Data to use Start Marker

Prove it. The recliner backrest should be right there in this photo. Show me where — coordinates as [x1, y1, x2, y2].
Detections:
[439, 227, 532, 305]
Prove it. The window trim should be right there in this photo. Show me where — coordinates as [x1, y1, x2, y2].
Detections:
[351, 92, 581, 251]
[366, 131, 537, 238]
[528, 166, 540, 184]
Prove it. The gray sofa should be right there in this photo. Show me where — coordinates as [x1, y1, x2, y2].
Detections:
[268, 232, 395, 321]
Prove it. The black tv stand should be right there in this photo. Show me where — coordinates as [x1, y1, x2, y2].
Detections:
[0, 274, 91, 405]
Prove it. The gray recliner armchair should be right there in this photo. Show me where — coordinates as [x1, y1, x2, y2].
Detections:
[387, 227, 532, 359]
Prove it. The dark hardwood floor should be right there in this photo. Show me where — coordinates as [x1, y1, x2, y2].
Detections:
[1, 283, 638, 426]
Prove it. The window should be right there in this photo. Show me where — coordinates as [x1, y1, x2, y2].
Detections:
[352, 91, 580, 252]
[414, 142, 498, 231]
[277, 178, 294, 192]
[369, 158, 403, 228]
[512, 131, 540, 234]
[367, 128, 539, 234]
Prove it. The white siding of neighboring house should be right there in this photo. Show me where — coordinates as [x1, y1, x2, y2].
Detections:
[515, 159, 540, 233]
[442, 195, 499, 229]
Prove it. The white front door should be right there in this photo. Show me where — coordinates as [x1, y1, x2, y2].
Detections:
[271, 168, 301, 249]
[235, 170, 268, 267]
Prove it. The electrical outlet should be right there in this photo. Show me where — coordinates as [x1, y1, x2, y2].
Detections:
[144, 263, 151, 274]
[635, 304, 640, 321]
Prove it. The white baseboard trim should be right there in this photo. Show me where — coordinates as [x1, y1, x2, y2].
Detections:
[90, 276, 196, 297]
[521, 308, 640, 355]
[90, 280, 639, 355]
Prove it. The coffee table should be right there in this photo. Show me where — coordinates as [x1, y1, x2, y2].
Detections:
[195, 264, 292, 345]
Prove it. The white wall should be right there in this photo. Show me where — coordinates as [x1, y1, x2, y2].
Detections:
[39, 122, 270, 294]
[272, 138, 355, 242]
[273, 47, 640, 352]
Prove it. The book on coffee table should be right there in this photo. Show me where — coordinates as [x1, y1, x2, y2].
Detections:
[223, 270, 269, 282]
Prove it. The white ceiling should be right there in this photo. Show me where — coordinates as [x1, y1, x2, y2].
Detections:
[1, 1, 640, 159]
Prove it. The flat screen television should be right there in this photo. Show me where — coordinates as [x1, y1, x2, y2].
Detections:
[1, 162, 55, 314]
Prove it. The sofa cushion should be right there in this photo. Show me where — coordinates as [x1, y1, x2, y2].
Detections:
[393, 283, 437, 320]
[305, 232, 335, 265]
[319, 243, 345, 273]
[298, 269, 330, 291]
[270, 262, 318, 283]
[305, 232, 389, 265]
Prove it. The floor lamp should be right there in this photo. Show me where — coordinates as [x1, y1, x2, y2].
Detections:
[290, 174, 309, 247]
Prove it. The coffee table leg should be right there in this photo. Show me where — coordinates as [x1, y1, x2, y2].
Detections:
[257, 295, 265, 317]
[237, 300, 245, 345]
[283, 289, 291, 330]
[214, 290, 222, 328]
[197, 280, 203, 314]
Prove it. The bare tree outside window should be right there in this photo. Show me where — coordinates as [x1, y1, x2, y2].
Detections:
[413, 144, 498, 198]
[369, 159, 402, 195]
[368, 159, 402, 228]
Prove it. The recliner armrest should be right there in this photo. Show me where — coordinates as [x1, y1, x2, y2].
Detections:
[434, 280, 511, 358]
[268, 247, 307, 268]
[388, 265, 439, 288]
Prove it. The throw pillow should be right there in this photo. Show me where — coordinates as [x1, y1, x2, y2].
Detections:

Data to use End Marker

Your assignment: Each line of the data is to be restated exactly.

Answer space:
Prove it. The recliner backrest should be right there in this photo. Show me where — coordinates as [x1, y1, x2, y2].
Detections:
[439, 227, 532, 305]
Prove it. The window trim should be right there in this photo. Show me where — coordinates as [x1, y1, x2, y2].
Detections:
[351, 92, 581, 251]
[366, 131, 537, 238]
[528, 166, 540, 184]
Prove it. The gray sofa should be right there in this photo. Show me where — coordinates as [x1, y1, x2, y2].
Detections:
[268, 232, 395, 321]
Prove it. The black tv stand should be right there in this photo. Show me where — coordinates as [x1, y1, x2, y2].
Detections:
[0, 274, 91, 405]
Prove it. The gray recliner armchair should be right there in this photo. Show me where — coordinates as [x1, y1, x2, y2].
Detections:
[387, 227, 532, 359]
Prove it. The dark hardwood floor should be right there in this photo. Show me where — coordinates as [x1, y1, x2, y2].
Detections:
[1, 283, 638, 426]
Prove it. The window should be right there in this photo. Show me where — coordinates as [x1, y1, x2, y2].
Detections:
[352, 91, 580, 252]
[414, 142, 498, 231]
[277, 178, 294, 192]
[369, 158, 403, 228]
[512, 131, 540, 234]
[367, 128, 539, 234]
Prove it. The white siding of neighboring house should be right there in this photo. Show me where — coordinates as [x1, y1, x2, y2].
Detections:
[515, 159, 540, 233]
[442, 195, 499, 229]
Prove it. The white front door should be right there in this photo. Show me where — coordinates as [x1, y1, x2, y2].
Detections:
[271, 168, 301, 249]
[235, 170, 268, 267]
Prove it. The electrical outlet should be right there in this photo. Show me where — coordinates as [x1, y1, x2, y2].
Detections:
[144, 263, 151, 274]
[635, 304, 640, 321]
Prove it. The white baseboard trim should be right there in this photo. Show me where — coordinates as [x1, y1, x2, y2].
Detections:
[90, 276, 196, 297]
[521, 308, 640, 355]
[90, 280, 639, 355]
Prove it. The coffee table should be right there in this photo. Show me where — coordinates as [x1, y1, x2, y2].
Detections:
[195, 264, 292, 345]
Prove it. The white wall should be right there in this photo. Show me where — coordinates as [x1, y1, x2, y2].
Detections:
[39, 122, 270, 294]
[272, 138, 355, 242]
[273, 47, 640, 352]
Prove it. The book on coffee table should be right there in this photo. Show me where — coordinates as [x1, y1, x2, y2].
Detections:
[223, 270, 269, 282]
Prove it. The white ceiling should be right there in this photo. Show me where — coordinates as [x1, y1, x2, y2].
Detections:
[1, 1, 640, 159]
Prove it. The flat screen television should be right there in this photo. Show me where — coordinates as [x1, y1, x2, y2].
Detections:
[1, 162, 55, 314]
Prove it. The sofa cushion should be right there in this photo. Show me where — coordinates as [x1, y1, x2, y2].
Detections:
[393, 283, 437, 320]
[305, 232, 335, 265]
[319, 243, 345, 273]
[298, 269, 330, 291]
[270, 262, 318, 283]
[305, 232, 389, 265]
Prove it. The floor lamp should be right there in this photo. Show me where — coordinates as [x1, y1, x2, y2].
Detections:
[290, 174, 309, 247]
Prove it. The coffee table leg should be right there in this photo. Show me where — coordinates as [x1, y1, x2, y2].
Detections:
[257, 295, 265, 317]
[237, 300, 245, 345]
[283, 289, 291, 330]
[214, 290, 222, 328]
[197, 280, 203, 314]
Prove it. The bare tree outside window should be right there in this photo. Show me where — coordinates as [x1, y1, x2, y2].
Detections:
[413, 144, 498, 198]
[369, 159, 402, 195]
[368, 159, 402, 228]
Prove it. The recliner armrest should be right there in this photo. Show me where — coordinates as [x1, y1, x2, y2].
Detections:
[434, 280, 511, 358]
[268, 247, 307, 268]
[388, 265, 439, 288]
Prove it. The throw pillow should be right there in this photo. Show me where — coordinates as [x1, y1, x2, y2].
Detections:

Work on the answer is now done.